[Opening Given passage section]

- Born: May 18, 1911 Cebu City, Philippine Islands
- Died: March 25, 1996 (aged 84) Laguna, Philippines
- Education: University of the Philippines Yale University
- Spouse: Lina N. Florendo Rabor
- Scientific career
- Fields: Ornithology, Zoology
- Doctoral advisor: Sidney Dillon Ripley
- Notable students: Angel C. Alcala
- Author abbrev. (zoology): Rabor

= Dioscoro S. Rabor =

Filipino ornithologist, zoologist and conservationist

Dioscoro Siarot Rabor (–), also known as Joe Rabor, was a Filipino ornithologist, zoologist, and conservationist. Known as the "Father of Philippine Wildlife Conservation", he led more than 50 wildlife expeditions in the Philippines, authored 87 scientific papers and articles, and described 69 new bird taxa and numerous mammal species.

In 1965, he brought public attention to the endangered status of the Philippine Eagle.

[Closing Given passage section]
[Opening Given information section]

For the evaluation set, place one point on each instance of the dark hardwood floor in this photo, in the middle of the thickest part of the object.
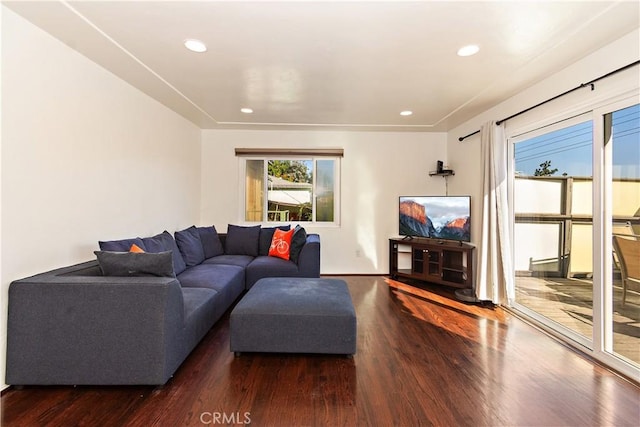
(422, 359)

[Closing Given information section]

→ **Required tasks**
a: Decide whether each statement below agrees with the Dioscoro S. Rabor text above. Answer yes or no for each, and quote the words of the text that settle it. (i) Rabor's doctoral advisor was Sidney Dillon Ripley. (ii) Rabor described 87 new bird taxa. (iii) Rabor drew public attention to the Philippine Eagle in 1975.
b: Rewrite everything in the Dioscoro S. Rabor text from "Filipino ornithologist, zoologist and" down to "numerous mammal species.", replacing "expeditions" with "surveys".

→ **Answers in order**
a:
(i) Yes: "Doctoral advisor: Sidney Dillon Ripley"
(ii) No: "authored 87 scientific papers and articles, and described 69 new bird taxa"
(iii) No: "In 1965, he brought public attention to the endangered status of the Philippine Eagle."

b:
Filipino ornithologist, zoologist and conservationist

Dioscoro Siarot Rabor (–), also known as Joe Rabor, was a Filipino ornithologist, zoologist, and conservationist. Known as the "Father of Philippine Wildlife Conservation", he led more than 50 wildlife surveys in the Philippines, authored 87 scientific papers and articles, and described 69 new bird taxa and numerous mammal species.